_Extrait_
Les Chambres de Commerce et d'Industrie constituent une bonne porte d'entrée pour découvrir un nouveau marché, obtenir des données chiffrées et être mis en contact avec des partenaires localement implantés. La Maison des Français de l'Étranger fournit des renseignements précieux, surtout concernant les démarches administratives liées à une expatriation. Des sociétés privées réalisent également des études de marché en fonction de vos besoins. En Europe, les entrepreneurs peuvent profiter de l'équivalent du programme Erasmus, qui leur est dédié. Enfin, diverses associations, groupes ou clubs existent selon les régions, comme par exemple le French Business Council à Dubaï.

Quelles sont les régions du monde où il semblerait plus facile de monter sa société et pourquoi ?

Ce n'est pas tant une question de région que de règles et de lois locales. Ainsi, il est admirativement long et compliqué de créer une société au Brésil, alors que les démarches ne prennent qu'une journée en Nouvelle-Zélande. C'est pour cela qu'il est essentiel de se renseigner en amont. Parfois, il est quasi indispensable de se faire aider par un avocat local tant les démarches sont complexes.

Votre ouvrage rassemble aussi des « portraits » d'entrepreneurs qui ont fait le choix de s'expatrier : qui sont ces entrepreneurs que vous avez rencontrés ?

J'ai souhaité rencontrer des entrepreneurs aux profils et parcours variés. Certains étaient déjà expatriés quand ils ont lancé leur projet, d'autres ont tout préparé depuis la France. Certains étaient à l'époque jeunes diplômés, d'autres ont choisi de changer de vie. Il est intéressant de voir que leurs conseils se rejoignent, alors que ces entrepreneurs sont implantés dans 12 pays différents, à travers le monde.

Au fil de ces rencontres, quels sont les projets qui vous ont le plus marqués et pourquoi ?

Je suis admirative des projets que l'on pourrait imaginer comme difficiles. Je pense notamment à une jeune femme qui a choisi de créer une société en Espagne au plein cœur de la crise. Elle a fait fi, avec raison d'ailleurs, de tous les commentaires pessimistes qu'elle a pu entendre. Beau projet également que celui de Benjamin Bonnell, qui a créé une entreprise solidaire au Sénégal. L'aboutissement d'une idée qu'il avait échafaudée alors qu'il n'était qu'étudiant. Enfin, le récit de la jeune femme qui a créé sa société à Dubaï et est allée à l'encontre des idées reçues que j'avais sur la région, notamment sur l'opportunité pour une femme d'y faire des affaires.

A partir de leurs expériences, pouvez-vous dresser un portrait-type de l'expatrié français créateur d'entreprises ?

Il est difficile de réaliser un portrait-type, en revanche certaines qualités se dégagent, comme la ténacité et la patience. Entreprendre à l'étranger nécessite également des capacités d'adaptation. En effet, comme me l'ont dit nombre d'entrepreneurs, il ne faut pas débarquer avec l'idée de copier quelque chose qui a fonctionné en France. Au contraire, il faut prendre en compte toutes les spécifiés locales.

Quelle est l'image des entrepreneurs français à l'étranger ?

Elle varie selon les pays. En règle générale, ils sont bien accueillis, mais on attend d'eux qu'ils fassent leurs preuves avant de leur faire totalement confiance. Pour ceux qui choisissent d'entreprendre dans les pays émergents, gare aux attitudes de colonisateur. Personne n'aime être pris de haut, par un étranger qui plus est.

Quels seraient vos conseils, « les clés du succès », pour celles et ceux qui veulent créer leur entreprise à l'étranger ?

Il existe de nombreux outils pour vous aider en amont, n'hésitez pas à tirer toutes les ficelles possibles, depuis la France, puis sur place. Bien plus qu'en France, le réseau est essentiel lorsque vous créez une société à l'étranger. Enfin, comme je le disais plus haut, il ne faut pas chercher à simplement répliquer un concept et des méthodes français.

_Données brutes_
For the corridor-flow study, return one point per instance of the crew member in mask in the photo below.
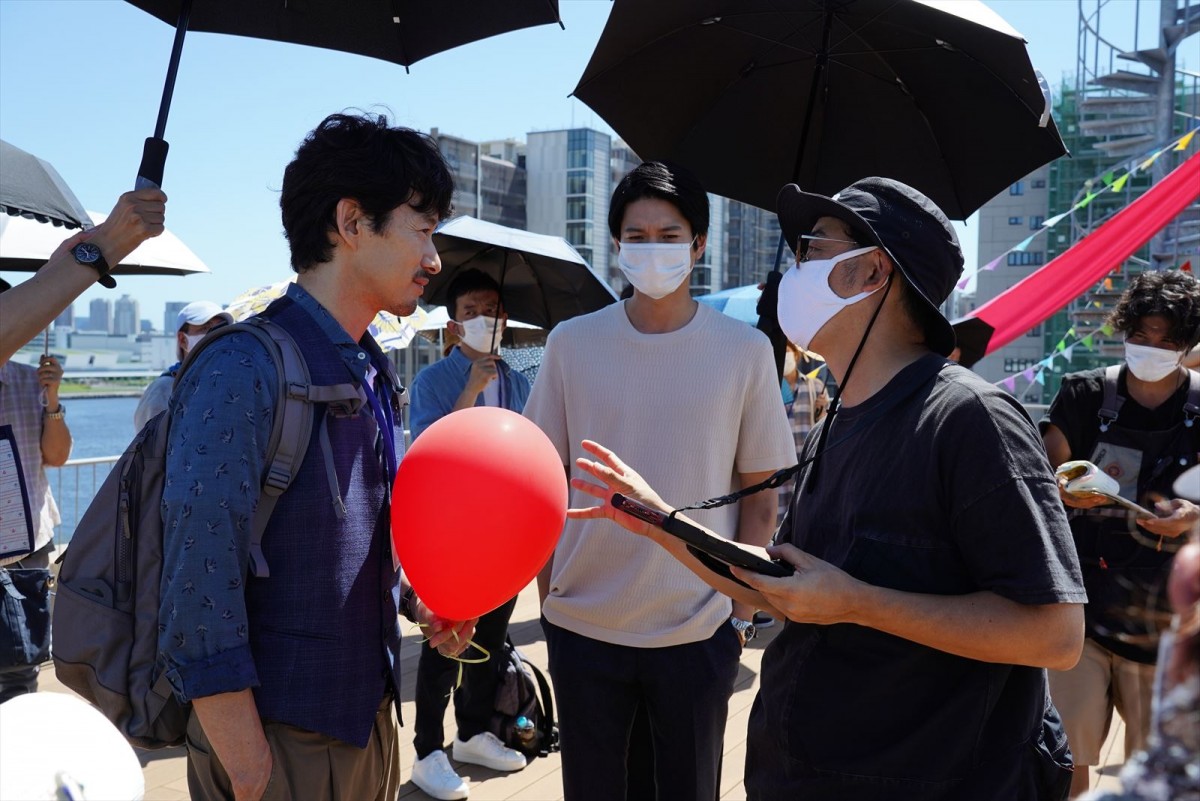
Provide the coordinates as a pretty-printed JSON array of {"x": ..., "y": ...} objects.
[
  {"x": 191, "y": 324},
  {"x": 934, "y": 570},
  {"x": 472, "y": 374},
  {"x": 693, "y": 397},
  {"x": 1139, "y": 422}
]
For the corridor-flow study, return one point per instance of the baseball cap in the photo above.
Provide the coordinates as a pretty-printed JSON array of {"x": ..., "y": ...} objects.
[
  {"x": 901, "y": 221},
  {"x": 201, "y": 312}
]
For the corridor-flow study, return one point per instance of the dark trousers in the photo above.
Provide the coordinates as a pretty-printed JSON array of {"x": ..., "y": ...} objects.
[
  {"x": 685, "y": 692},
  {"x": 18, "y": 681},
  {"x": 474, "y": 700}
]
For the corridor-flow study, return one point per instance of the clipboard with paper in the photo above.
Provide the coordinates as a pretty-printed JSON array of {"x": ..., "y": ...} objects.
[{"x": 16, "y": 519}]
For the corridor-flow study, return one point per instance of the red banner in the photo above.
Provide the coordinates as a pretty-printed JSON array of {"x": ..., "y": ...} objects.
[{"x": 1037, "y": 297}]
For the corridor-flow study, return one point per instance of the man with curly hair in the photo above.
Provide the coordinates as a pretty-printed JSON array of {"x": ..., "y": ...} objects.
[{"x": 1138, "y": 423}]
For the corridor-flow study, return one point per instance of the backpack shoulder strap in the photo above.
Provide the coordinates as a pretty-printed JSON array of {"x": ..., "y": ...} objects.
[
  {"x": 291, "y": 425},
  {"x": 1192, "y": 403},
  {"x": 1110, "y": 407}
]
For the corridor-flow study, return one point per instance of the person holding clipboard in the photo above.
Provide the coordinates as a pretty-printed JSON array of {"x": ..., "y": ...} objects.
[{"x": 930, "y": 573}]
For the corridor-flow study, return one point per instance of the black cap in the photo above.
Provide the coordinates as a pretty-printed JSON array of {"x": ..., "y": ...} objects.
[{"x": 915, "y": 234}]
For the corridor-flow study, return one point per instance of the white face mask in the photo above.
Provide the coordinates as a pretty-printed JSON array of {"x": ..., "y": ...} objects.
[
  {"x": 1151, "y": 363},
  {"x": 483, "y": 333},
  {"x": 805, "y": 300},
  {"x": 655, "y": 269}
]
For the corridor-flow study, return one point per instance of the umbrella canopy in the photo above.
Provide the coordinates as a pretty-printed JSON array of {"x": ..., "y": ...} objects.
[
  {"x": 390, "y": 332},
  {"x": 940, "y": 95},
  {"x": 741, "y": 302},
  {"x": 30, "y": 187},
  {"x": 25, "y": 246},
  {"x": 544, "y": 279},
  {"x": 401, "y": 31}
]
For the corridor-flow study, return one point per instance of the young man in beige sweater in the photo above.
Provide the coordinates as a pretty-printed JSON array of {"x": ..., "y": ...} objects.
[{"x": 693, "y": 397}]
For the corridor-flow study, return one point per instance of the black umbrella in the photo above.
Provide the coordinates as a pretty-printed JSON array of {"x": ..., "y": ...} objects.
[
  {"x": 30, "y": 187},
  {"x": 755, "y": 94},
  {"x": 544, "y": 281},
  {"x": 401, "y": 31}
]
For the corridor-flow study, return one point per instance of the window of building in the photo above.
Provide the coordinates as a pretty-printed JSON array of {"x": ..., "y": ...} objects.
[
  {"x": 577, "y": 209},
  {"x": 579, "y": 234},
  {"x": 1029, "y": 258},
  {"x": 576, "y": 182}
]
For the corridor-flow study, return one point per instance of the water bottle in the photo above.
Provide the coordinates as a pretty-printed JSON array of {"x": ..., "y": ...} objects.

_Consigne_
Répondez à ces questions d'après l'extrait :
1. Combien de temps durent les démarches pour créer une société en Nouvelle-Zélande ?
2. Dans quel pays Benjamin Bonnell a-t-il créé une entreprise solidaire ?
3. Dans combien de pays différents sont implantés les entrepreneurs rencontrés ?
La liste forme un matériau à part, indépendant de l'extrait.

_Réponse_
1. Une journée.
2. Au Sénégal.
3. Dans 12 pays.